**Data extract**:
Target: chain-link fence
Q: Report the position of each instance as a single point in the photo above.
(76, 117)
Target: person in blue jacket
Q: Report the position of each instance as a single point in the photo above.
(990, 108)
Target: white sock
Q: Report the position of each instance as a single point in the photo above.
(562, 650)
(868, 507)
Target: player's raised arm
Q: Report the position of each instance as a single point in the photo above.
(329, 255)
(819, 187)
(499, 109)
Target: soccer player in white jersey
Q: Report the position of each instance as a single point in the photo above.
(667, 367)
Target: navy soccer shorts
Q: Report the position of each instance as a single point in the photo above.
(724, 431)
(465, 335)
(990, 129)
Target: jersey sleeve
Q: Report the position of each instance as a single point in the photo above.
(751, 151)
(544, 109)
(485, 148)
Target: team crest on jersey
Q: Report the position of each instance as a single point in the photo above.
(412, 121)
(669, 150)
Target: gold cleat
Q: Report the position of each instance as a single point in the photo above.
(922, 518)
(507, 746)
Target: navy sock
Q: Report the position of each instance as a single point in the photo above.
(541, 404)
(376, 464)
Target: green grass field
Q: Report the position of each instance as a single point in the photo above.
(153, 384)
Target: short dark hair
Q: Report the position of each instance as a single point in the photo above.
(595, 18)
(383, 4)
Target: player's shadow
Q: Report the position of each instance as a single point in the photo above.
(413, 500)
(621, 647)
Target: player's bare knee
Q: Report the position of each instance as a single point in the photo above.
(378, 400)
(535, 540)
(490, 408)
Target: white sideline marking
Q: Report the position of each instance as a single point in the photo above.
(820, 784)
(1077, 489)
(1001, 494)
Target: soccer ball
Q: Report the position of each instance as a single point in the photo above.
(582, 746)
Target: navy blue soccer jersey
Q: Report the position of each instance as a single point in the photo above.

**Exercise aim**:
Give the records above again in full, keeping every character unchanged.

**Answer for this exercise**:
Target: chain-link fence
Q: Report the position of each instance as a single point in the photo above.
(76, 117)
Target: person in blue jacket
Q: Report the position of each instance as a single point in the photo above.
(990, 108)
Target: white sock
Q: Report the position of each instance as a single point in the photo above.
(562, 650)
(868, 507)
Target: player's raised arm
Q: Report the position of each instance as a single point in the photo above.
(329, 255)
(819, 187)
(499, 109)
Target: soccer player in white jersey
Q: Report the position of each instance as a single point in the photo above.
(667, 367)
Target: navy soccer shorts
Q: Report the position of each instance as a single point in the photo above.
(724, 431)
(465, 335)
(990, 129)
Target: jersey sleeve
Q: Report the position of each instance as a single point in the photo above.
(751, 151)
(544, 109)
(485, 148)
Target: team crest on jersey
Q: Report the position of each instance as a single point in the photo above.
(412, 121)
(669, 150)
Target: gold cleat
Q: Report the position of each instance as a single point in the photo above.
(922, 518)
(507, 746)
Target: navy sock
Q: Report the position of each instance as a single point in the photo above.
(541, 404)
(376, 464)
Target: green grass field
Q: Report the position of each instance as a single point in the photo above.
(153, 384)
Target: short dark hair
Q: Report the position of each instance as a single point in the photo above.
(595, 18)
(383, 4)
Target: player's shadow
Q: Report the position of each instance as a single point in the photo above.
(413, 500)
(621, 647)
Target: player's bare knee
Q: Report the position of each instance as a single point in the photo above.
(378, 400)
(535, 540)
(490, 408)
Target: white sideline marking
Q: Report the position of each instance as a single point in the photo above.
(820, 784)
(1077, 489)
(1001, 494)
Target: soccer ball
Q: Report the position of each instance as a single point in the photo above.
(582, 746)
Target: navy blue soccer jersey
Q: Report the position of each instance as a single point in the photo above.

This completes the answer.